Set problem: Exact repetition of every entry is required.

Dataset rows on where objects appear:
<<<<

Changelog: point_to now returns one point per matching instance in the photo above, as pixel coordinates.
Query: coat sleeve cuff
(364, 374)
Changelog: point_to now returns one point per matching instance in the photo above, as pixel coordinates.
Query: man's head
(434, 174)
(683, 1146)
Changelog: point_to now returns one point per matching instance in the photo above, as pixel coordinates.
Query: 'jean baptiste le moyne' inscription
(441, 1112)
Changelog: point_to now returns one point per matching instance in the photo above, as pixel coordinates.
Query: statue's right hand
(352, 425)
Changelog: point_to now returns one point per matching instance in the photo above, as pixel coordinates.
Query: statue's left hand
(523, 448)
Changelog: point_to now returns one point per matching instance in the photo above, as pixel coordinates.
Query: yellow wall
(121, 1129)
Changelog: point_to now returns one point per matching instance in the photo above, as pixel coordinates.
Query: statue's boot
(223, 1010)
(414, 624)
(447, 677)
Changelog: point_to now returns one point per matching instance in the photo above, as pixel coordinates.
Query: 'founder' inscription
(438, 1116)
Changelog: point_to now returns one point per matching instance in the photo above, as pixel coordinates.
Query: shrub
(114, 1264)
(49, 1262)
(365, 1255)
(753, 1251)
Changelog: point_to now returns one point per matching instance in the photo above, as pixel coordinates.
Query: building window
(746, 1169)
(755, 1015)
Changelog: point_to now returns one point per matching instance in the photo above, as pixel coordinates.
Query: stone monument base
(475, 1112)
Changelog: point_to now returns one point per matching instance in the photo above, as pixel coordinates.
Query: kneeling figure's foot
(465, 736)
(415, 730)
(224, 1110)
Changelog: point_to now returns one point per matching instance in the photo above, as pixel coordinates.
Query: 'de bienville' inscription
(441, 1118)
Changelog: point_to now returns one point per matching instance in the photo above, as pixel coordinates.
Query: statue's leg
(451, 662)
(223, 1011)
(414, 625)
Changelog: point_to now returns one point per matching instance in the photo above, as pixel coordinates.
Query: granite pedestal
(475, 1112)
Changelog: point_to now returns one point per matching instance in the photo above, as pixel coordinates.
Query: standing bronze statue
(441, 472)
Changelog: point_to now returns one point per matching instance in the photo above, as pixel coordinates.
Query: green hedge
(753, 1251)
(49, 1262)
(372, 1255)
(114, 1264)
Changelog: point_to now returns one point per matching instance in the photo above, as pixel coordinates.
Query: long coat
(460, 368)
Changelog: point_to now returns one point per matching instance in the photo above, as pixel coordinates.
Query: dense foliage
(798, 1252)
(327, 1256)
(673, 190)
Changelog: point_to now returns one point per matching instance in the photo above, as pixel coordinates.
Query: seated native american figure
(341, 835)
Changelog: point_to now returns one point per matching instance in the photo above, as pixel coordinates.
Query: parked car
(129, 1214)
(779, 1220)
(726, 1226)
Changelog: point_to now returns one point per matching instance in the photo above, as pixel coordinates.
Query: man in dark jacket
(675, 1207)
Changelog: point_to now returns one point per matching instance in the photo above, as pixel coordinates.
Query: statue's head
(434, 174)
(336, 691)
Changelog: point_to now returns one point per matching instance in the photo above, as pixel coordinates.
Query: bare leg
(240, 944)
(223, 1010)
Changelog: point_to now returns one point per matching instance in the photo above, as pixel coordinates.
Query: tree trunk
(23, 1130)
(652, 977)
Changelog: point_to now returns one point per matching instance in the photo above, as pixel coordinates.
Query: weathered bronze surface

>>>>

Solution to this task:
Changelog: point_to now returns one point per matching instance in the photo above, as pixel coordinates.
Query: coat sleeve cuff
(364, 374)
Changelog: point_to now returns one point per matching instance in the photo above, as pixel coordinates.
Query: man's head
(434, 174)
(683, 1146)
Changelog: point_to now returns one point per matching instance in the photo above, as pixel coordinates.
Query: 'jean baptiste le moyne' inscription
(441, 1112)
Changelog: point_to now returns one point per matching instance in the photo above, as pixel coordinates.
Query: statue's right hand
(352, 425)
Changelog: point_to now returns one point per matching instance in the photo above, as pixel coordinates.
Query: statue's left hand
(523, 448)
Changelog: point_to now returns one point per matching instance in the photo above, as pixel coordinates.
Query: yellow wall
(121, 1129)
Changelog: point_to now returns one point per matching instance in the photo above, as pixel coordinates.
Query: statue's boot
(223, 1010)
(414, 624)
(447, 677)
Changelog: point_to now returns one point per matching instance in the photo above, as pixel coordinates.
Query: 'founder' inscription
(438, 1116)
Changelog: point_to now returns one point per matching instance in the photo above, as pixel coordinates.
Query: shrub
(114, 1264)
(49, 1262)
(365, 1255)
(753, 1251)
Changelog: point_to now returns one point per matching instance in the photo above, as pixel coordinates.
Query: building window
(746, 1169)
(755, 1015)
Changelog: point_to now returns one point per matching instance in the photo above, as pixel coordinates.
Query: stone monument base
(475, 1112)
Changelog: point_to now returns one point per matching instance in the photo above, as pixel coordinates.
Query: kneeling figure's foot
(465, 736)
(415, 730)
(224, 1110)
Changelog: point_to now returns one point per matching instance in the photo above, as pixel coordinates.
Query: 'de bienville' inscription
(441, 1118)
Changelog: point_to now returns one point per matching instance in the photo above, as pixel coordinates.
Query: statue's leg
(451, 662)
(223, 1011)
(414, 625)
Changelog: point_to now returns one point per matching instance in the photo above, as pixel coordinates.
Query: granite pedestal
(475, 1112)
Changelog: point_to now returns one point per matching instance in the photo above, as pixel coordinates.
Query: standing bronze statue
(441, 472)
Changelog: point_to now returns one point per matching instance in the photo above, as pixel coordinates.
Query: green hedge
(753, 1251)
(49, 1262)
(372, 1255)
(114, 1264)
Changelog: point_to now returns one point per matching instance in the photo above, as pixel coordinates.
Query: long coat
(460, 368)
Changelog: point_to now returns one point per matching instance in the photo above, as pixel coordinates.
Query: dense foliage
(798, 1252)
(327, 1256)
(673, 190)
Changelog: point_to now returns one point per matching instance in the photo above, as pixel coordinates.
Query: seated native american figure
(341, 835)
Changelog: point_to now returns one point per matching instance in the photo above, as pixel coordinates.
Query: parked car
(129, 1214)
(779, 1220)
(726, 1226)
Changelog: point_to now returns one point per matching instance in the photo above, as pixel coordinates.
Query: man in dark jacket
(675, 1207)
Changelog: point_to now returns one point per matching instance in the photo above, as pixel coordinates.
Query: statue's head
(434, 174)
(336, 691)
Changelog: point_to now returns one point per matching instance in the photo above, as pixel coordinates.
Query: bare leg
(240, 944)
(223, 1010)
Changelog: point_to now returns one point per matching instance in the photo above, as pixel coordinates.
Query: tree trunk
(23, 1130)
(652, 977)
Changelog: point_to now returns one point per matching instance in the photo above, as pixel coordinates.
Query: weathered bronze surface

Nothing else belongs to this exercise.